▶ **SET PROBLEM**: Rewrite the rows below, replacing "innermost point" with "most interior point" wherever it occurs and leaving everything else unchanged.

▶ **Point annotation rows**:
________________________________________

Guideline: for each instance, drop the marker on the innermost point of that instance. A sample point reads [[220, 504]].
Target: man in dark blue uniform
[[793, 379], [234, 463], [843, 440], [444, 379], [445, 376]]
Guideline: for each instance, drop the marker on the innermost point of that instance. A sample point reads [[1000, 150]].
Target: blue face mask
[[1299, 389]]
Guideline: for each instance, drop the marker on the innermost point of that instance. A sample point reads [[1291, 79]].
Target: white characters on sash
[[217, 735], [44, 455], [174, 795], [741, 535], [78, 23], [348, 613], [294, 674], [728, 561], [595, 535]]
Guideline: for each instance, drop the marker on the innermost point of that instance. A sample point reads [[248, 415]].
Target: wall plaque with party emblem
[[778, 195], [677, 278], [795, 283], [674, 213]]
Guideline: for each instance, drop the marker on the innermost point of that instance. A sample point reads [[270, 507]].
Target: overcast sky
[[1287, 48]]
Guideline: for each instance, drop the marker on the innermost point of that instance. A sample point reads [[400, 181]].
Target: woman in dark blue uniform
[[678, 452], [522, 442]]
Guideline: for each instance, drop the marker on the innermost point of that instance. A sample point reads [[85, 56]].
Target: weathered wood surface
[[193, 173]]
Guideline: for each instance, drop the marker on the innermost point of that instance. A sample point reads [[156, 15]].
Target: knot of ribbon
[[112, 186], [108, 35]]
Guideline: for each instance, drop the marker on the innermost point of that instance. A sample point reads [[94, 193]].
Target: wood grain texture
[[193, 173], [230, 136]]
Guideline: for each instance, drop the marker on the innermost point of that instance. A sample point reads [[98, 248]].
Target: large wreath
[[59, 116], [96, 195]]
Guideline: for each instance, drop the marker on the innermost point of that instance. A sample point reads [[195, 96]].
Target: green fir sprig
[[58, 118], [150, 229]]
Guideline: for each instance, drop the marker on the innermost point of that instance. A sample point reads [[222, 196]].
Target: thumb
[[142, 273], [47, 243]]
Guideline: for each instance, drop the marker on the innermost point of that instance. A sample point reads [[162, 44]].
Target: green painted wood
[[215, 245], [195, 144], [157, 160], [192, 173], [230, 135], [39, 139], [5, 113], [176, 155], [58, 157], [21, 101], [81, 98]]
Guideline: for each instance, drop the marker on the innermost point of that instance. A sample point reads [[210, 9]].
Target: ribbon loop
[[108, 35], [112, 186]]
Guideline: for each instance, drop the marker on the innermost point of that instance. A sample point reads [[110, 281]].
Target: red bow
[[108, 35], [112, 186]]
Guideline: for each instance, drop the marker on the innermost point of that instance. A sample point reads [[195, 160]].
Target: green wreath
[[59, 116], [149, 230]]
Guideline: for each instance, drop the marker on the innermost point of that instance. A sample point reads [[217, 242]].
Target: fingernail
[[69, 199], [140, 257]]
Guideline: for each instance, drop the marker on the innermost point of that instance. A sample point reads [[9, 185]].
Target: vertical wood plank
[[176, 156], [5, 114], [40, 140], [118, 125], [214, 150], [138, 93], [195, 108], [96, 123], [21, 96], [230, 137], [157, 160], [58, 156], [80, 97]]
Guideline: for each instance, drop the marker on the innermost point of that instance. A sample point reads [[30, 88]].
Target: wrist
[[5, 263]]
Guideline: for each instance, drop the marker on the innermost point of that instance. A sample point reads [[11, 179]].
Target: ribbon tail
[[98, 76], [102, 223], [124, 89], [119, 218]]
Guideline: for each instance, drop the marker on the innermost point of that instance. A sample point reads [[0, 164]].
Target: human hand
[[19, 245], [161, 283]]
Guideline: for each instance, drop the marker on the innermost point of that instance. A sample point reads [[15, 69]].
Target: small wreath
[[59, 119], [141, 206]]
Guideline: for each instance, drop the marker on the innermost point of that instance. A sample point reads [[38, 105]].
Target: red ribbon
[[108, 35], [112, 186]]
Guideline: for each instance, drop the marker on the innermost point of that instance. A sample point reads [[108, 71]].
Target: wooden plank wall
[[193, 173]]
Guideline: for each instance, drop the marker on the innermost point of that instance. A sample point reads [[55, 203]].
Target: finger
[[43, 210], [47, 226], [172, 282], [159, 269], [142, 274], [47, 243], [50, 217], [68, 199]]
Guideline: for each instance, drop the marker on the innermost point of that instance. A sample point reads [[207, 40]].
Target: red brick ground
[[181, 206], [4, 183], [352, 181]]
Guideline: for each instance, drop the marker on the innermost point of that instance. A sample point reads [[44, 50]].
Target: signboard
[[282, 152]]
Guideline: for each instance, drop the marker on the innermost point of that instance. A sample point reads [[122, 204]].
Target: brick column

________________________________________

▶ **EXPECTED OUTPUT**:
Guideline: for each instance, drop the marker on the most interior point of that instance. A sample point reads [[220, 504]].
Target: man in dark blue uniform
[[793, 379], [234, 463], [843, 440], [444, 379], [445, 376]]
Guideline: for each instance, drop the marker on the most interior point of that instance. A sample point reads [[1000, 150]].
Target: blue face mask
[[1299, 389]]
Guideline: for each instance, drop the marker on the most interior point of that instance. A sample point reads [[1291, 79]].
Target: white characters on sash
[[217, 735], [44, 455], [174, 795], [741, 535], [78, 23], [348, 613], [294, 674], [728, 561], [595, 535]]
Guideline: for each instance, drop the marker on the most interior point of that instance. A sample point reads [[248, 415]].
Target: wall plaque with party emblem
[[778, 195], [677, 278], [795, 283], [674, 213]]
Guideline: for each instance, drop the marker on the most interior point of that instance. A sample point reads [[270, 507]].
Target: overcast sky
[[1287, 48]]
Guideline: for each instance, drop the marker on the most interior point of that instance. A sample point reads [[400, 181]].
Target: woman in dark blue uniform
[[678, 452], [522, 442]]
Guideline: for each instance, drop the marker on the most interior point of that instance. A sample point reads [[85, 56]].
Target: weathered wood surface
[[193, 173]]
Guideline: for each instance, drop the marker on the most interior point of that instance. A sample point reads [[156, 15]].
Target: knot of ribbon
[[112, 186], [108, 35]]
Guideline: for each instance, drop the marker on the most interior point of that instance. A sample point reads [[94, 193]].
Target: wood grain texture
[[193, 173], [230, 136]]
Guideline: for each instance, drop the marker on the most interior point of that instance. A sample point reads [[98, 248]].
Target: large wreath
[[59, 116], [96, 195]]
Guideline: for each instance, drop the marker on the most interior point of that instance. A sample point reads [[195, 96]].
Target: green fir sprig
[[58, 118], [150, 229]]
Guideline: for each instance, drop the marker on the most interior point of that instance. A sample point reads [[222, 196]].
Target: thumb
[[142, 273], [47, 243]]
Guideline: for each instance, drop the marker on the most interior point of that instance. A sample point reads [[162, 44]].
Target: green painted wood
[[215, 245], [195, 144], [157, 160], [192, 173], [230, 135], [39, 139], [5, 113], [176, 155], [58, 157], [21, 101], [81, 98]]
Guideline: for each instance, drop the marker on the most interior point of that instance. A sample point reads [[210, 9]].
Target: ribbon loop
[[108, 35], [112, 186]]
Guideline: for each instance, drop the marker on the most interior point of that instance. A sample point reads [[110, 281]].
Target: red bow
[[108, 35], [112, 186]]
Guideline: for each instance, drop the marker on the most interior point of that instance. A sample point reads [[195, 160]].
Target: green wreath
[[59, 116], [149, 230]]
Guideline: for each instance, drop the marker on the most interior point of that instance. A sample point reads [[217, 242]].
Target: fingernail
[[69, 199], [140, 257]]
Guideline: for each instance, drop the marker on the most interior point of that instance. A sample point reads [[9, 185]].
Target: vertical wood plank
[[176, 156], [5, 114], [40, 140], [118, 125], [214, 150], [138, 93], [195, 108], [96, 123], [21, 96], [230, 137], [157, 160], [58, 156], [80, 97]]
Guideline: for each instance, drop the marker on the most interior point of that instance. A sample point reads [[30, 88]].
Target: wrist
[[5, 263]]
Guideline: for each instance, drop the marker on the most interior point of that instance. A sample point reads [[11, 179]].
Target: ribbon tail
[[98, 76], [102, 223], [124, 89], [119, 218]]
Guideline: for each instance, drop the marker on the most interior point of that instance. A sample point reads [[0, 164]].
Target: human hand
[[19, 245], [161, 283]]
Guideline: for each instance, drop the marker on the most interior point of that instance. A sample point reads [[15, 69]].
Target: small wreath
[[59, 119], [141, 206]]
Guideline: for each instance, drop the marker on the most interior point of that instance. A sample point reads [[38, 105]].
Target: red ribbon
[[108, 35], [112, 186]]
Guideline: for each instance, drop the marker on the most interior point of that instance. A sample point reads [[108, 71]].
Target: wooden plank wall
[[193, 173]]
Guideline: for each instance, drop the marker on the most interior point of that instance. A sample point reads [[55, 203]].
Target: finger
[[43, 210], [47, 226], [172, 282], [159, 269], [142, 274], [47, 243], [50, 217], [68, 199]]
Guideline: for each instance, drop the marker on the most interior point of that instance. A sample point reads [[207, 40]].
Target: red brick ground
[[181, 206], [4, 183], [352, 181]]
Guideline: for each instance, drop the marker on the most interior point of that instance. A sample point reads [[44, 50]].
Target: signboard
[[282, 152]]
Guideline: for each instance, drop the marker on the most interior point of that instance. A sample point reads [[122, 204]].
Target: brick column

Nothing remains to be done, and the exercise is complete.